Text section below:

As one Cabinet Minister put it: "Jaysus Eric, I think our cover’s been blown."
Bizarrely, Health Minister Leo Varadkar actually tweeted that remark to himself after his secret Facebook alter-ego, Eric Howell, was exposed — but he could easily have been talking about the fake air of competence the Government has been foolishly trying to maintain amid the chaos contaminating Irish Water.
That dam finally burst on Saturday (MON) after the damnation of the people was conveyed by nationwide protests that have finally made an arrogant executive realise just how unloved its out-of-touch mega-utility is.
And thus they found themselves retreating on all fronts for fear of being swept away at the next election if they did not belatedly face the reality of the public relations calamity and charging chaos they crashed into public consciousness.
Environment Minister Alan Kelly signalled everything from a referendum on enshrining public ownership in a referendum, to threatening to bring in the Revenue to scare people off a mass payment boycott.

End of Text section.
Supplied entries below:

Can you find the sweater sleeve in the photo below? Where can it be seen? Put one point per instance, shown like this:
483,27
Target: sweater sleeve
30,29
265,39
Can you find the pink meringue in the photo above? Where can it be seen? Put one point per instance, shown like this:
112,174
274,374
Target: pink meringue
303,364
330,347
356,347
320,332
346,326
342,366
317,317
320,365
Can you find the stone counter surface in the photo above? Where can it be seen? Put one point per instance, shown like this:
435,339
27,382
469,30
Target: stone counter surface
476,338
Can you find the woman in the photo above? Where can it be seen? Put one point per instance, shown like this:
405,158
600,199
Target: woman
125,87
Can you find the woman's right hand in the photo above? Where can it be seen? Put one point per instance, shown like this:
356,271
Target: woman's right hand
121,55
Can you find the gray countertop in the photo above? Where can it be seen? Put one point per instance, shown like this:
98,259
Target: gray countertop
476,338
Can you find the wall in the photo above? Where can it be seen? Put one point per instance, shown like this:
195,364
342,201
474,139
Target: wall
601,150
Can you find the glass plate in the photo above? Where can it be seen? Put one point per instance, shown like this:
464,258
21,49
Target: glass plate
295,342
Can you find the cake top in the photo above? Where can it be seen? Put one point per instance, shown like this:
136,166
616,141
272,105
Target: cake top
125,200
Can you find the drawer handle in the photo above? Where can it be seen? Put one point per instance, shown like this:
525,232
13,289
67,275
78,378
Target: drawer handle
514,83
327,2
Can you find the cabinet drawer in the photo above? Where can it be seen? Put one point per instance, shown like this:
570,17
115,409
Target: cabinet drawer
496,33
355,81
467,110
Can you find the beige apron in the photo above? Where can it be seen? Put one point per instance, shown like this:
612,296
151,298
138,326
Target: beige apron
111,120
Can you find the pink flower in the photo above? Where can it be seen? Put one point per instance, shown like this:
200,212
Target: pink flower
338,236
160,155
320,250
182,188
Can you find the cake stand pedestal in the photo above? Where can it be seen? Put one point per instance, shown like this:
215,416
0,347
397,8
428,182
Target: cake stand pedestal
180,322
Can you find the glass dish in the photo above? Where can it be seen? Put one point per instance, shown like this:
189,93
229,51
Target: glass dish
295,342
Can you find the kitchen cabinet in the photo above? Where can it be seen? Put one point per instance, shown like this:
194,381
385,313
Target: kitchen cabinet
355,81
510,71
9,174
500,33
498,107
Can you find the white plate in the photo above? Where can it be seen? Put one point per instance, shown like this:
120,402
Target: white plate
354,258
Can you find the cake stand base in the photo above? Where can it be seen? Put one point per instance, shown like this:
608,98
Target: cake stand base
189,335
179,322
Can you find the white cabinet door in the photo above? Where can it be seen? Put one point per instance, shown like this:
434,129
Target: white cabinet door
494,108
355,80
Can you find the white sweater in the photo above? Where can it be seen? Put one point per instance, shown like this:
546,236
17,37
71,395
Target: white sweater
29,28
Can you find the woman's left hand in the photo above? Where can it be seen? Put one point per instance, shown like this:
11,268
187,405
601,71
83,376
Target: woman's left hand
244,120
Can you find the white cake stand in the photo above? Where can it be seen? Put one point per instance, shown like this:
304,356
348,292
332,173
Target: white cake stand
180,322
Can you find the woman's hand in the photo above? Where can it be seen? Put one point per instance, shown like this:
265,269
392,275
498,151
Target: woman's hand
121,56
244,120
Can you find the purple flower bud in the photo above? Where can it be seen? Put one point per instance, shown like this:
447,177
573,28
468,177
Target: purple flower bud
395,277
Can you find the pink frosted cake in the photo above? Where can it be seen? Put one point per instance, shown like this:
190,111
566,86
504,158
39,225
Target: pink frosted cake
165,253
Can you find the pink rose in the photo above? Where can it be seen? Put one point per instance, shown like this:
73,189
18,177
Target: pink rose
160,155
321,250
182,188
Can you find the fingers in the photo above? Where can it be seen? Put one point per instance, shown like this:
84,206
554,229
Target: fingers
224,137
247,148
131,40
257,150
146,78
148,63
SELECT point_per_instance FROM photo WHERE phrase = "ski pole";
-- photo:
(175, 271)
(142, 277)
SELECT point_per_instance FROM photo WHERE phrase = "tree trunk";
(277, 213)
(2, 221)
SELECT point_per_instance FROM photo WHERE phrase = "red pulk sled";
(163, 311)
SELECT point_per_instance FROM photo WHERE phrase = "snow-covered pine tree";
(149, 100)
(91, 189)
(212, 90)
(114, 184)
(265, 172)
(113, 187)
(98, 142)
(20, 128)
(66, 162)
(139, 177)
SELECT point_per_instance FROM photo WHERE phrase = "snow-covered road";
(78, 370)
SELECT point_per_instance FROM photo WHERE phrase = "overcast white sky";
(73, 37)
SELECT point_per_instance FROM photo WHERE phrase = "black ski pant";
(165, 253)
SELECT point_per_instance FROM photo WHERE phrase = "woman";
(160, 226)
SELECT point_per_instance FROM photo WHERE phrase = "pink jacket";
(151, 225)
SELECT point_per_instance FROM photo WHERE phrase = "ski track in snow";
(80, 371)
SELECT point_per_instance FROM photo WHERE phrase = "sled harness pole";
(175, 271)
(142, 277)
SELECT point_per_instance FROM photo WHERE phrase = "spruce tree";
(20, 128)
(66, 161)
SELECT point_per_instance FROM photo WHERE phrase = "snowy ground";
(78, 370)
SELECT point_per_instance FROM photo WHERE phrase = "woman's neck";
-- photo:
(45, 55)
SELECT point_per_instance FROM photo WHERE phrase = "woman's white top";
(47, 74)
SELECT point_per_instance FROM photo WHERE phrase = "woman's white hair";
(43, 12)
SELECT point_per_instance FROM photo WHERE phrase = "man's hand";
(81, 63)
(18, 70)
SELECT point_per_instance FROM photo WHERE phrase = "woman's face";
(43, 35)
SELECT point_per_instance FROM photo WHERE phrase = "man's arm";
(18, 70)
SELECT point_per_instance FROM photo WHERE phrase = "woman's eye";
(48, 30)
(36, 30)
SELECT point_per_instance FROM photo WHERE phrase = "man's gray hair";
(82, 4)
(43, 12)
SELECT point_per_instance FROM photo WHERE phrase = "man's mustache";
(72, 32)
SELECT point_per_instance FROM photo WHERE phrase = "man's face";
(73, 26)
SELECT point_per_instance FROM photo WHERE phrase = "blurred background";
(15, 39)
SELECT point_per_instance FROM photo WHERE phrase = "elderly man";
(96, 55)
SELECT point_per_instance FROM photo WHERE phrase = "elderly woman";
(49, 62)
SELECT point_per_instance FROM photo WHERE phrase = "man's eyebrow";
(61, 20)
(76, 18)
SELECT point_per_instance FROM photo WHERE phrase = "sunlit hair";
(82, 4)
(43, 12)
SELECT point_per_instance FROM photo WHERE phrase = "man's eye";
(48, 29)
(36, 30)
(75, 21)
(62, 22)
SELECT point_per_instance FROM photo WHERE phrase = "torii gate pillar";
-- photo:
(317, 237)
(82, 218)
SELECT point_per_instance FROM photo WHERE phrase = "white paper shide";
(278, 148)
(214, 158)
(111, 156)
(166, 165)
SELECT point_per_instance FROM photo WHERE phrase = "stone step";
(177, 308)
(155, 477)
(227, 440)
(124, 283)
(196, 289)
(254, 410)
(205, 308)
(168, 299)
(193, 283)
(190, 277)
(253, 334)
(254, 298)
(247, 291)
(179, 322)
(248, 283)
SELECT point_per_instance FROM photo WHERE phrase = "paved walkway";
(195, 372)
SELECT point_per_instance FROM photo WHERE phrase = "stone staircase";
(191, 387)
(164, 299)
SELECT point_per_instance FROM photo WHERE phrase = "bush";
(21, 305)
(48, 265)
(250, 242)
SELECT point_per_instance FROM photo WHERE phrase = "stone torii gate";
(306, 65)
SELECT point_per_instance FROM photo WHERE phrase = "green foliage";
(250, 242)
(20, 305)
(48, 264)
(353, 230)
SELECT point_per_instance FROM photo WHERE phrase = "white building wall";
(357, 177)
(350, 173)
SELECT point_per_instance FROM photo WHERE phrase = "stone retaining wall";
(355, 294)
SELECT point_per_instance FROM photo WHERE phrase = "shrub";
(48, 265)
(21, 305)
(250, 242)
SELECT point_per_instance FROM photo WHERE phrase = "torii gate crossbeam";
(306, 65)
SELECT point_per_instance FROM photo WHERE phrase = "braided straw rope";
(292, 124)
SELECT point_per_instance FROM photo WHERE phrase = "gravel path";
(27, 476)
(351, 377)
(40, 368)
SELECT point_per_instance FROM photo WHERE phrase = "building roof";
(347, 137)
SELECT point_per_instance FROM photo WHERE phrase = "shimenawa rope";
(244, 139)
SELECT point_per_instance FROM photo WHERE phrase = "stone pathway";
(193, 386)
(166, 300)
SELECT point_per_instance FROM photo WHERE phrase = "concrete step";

End of Supplied entries.

• **Actions to take**
(1) In the Irish Water commentary, what was the name of Leo Varadkar's secret Facebook alter ego?
(2) Reproduce verbatim the passage of the Irish Water commentary from "Environment Minister Alan" to "mass payment boycott.".
(3) List every full name, consisting of a first name and a surname, that appears in the Irish Water commentary.

• **Answers for this exercise**
(1) Eric Howell

(2)
Environment Minister Alan Kelly signalled everything from a referendum on enshrining public ownership in a referendum, to threatening to bring in the Revenue to scare people off a mass payment boycott.

(3)
Leo Varadkar
Eric Howell
Alan Kelly